**Document segment**.
>>>

Mar. 12th, 2012 12:27 am (UTC)
I identify as female (cis), and I do the self-monitoring thing quite a lot, although I won't say "constantly."

I really can't tell, however, if I do it because I'm female, because I'm fat, or because I'm fat-female.

Probably "yes."
Mar. 12th, 2012 09:45 am (UTC)
Actually this sounds more like an age than gender thing to me -- when I was younger I was very concerned about how I appeared to others and self-monitored a lot. At half a century, I frankly don't give a damn and therefore don't.
Mar. 12th, 2012 09:46 am (UTC)
And my gender identity is cis-female.
Mar. 12th, 2012 02:49 pm (UTC)
I am a cis-gendered straight woman, I guess. Dressed certain ways (for warmth and comfort, not gender presentation) I have been taken for a man a handful of times in my life, but overall I think anyone who sees me would say "female." However, when I think of "who/what am I," the first thing I think of isn't generally "a woman," and whenever someone says, "Women are this and men are that" or makes a quiz/test about it, I am as likely to fall into one category as the other.

I do not relate to the quotation, and to the best of my memory (I am almost 65)I never have. I have had situational concerns: Am I dressed appropriately for this potential employer? Will this boy I like think I look good? Will the nuns say my skirt is too short? and so on. But what the quotation describes? No.

ETA:I have never identified as "feminine." How much of that is just me, and how much is that from 1st through 12th grades I was the tallest girl in my class and I always thought of "feminine" as describing the petite girls, I can't say. Female, yes, to some extent; feminine, never.

Edited at 2012-03-12 04:33 pm (UTC)
Mar. 13th, 2012 06:47 am (UTC)

<<<

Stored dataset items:

>>>

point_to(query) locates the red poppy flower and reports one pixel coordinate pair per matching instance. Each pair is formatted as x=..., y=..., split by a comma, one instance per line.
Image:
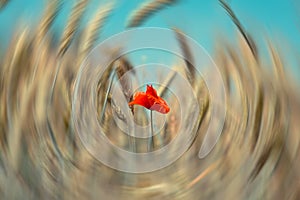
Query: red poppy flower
x=150, y=100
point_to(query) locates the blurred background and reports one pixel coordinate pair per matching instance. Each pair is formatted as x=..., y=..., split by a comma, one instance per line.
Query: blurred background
x=254, y=44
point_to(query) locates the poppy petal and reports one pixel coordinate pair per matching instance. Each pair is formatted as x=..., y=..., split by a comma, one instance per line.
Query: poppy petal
x=151, y=91
x=140, y=99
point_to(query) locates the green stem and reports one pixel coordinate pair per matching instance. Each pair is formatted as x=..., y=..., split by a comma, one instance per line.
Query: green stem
x=151, y=139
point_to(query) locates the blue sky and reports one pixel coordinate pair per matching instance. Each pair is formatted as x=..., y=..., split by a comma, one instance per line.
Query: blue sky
x=202, y=20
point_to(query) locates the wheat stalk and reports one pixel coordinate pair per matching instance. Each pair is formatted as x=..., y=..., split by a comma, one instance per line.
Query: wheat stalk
x=141, y=14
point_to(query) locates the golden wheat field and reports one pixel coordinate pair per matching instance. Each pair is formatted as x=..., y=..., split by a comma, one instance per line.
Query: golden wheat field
x=49, y=110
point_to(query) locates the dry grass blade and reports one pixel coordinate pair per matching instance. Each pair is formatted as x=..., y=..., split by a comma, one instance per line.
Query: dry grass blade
x=237, y=22
x=123, y=66
x=91, y=32
x=188, y=58
x=146, y=10
x=72, y=26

<<<

**Problem set**.
[a] Write out again the stored entries starting at the line that contains "point_to(query) locates the dry" and ending at the last entry, requests included, and add 52 to every coordinate value in the answers.
[b] Go on with the comment thread on gender and self-monitoring from the point where it stops.
The comment thread and the stored entries have nothing to do with each other.

**Task answers**.
[a]
point_to(query) locates the dry grass blade and reports one pixel coordinate pair per matching instance. Each pair is formatted as x=..., y=..., split by a comma, one instance per line.
Query: dry grass blade
x=289, y=74
x=175, y=118
x=143, y=84
x=240, y=110
x=198, y=62
x=124, y=78

[b]
I identify as female (cis), and I don't self-monitor much at all, nor do I tend to monitor others, so maybe it's simply that I don't much notice how people present themselves, as long as it falls within a fairly broad norm.

I am most comfortable in jeans and a tshirt, but wear buisness casual to work; I tend to ignore my clothes once I'm dressed. I notice if I've slopped something onto myself, but that's about it.
Mar. 14th, 2012 01:18 pm (UTC)
(I am writing this without reading any of the other comments so I won't be influenced by them)

I am a cis woman who isn't particularly "feminine" in how I present myself. I have started to discover in the past several years that there are a lot of people who pay this kind of attention to themselves, and I find it astonishing. I am very aware of my body, but of how it feels from the inside, not what it looks like from the outside. I do look at myself in mirrors (and I like what I see) and I'm rarely surprised when I see photographs of myself, so it's not some kind of disconnect from the visual side of myself, but I just don't think about what I look like. When I'm going into a situation where I'm expected to do so, like appearing on stage, I find that I don't really know how.

I've also wondered if it's part of why I've failed to find a partner, the most painful failure of my life so far. Maybe if I knew how to be aware of what I look like people would find me more interesting or valuable or sexy..but that might mean I would be a very different person, and there are people who find me very interesting, valuable, and sexy now.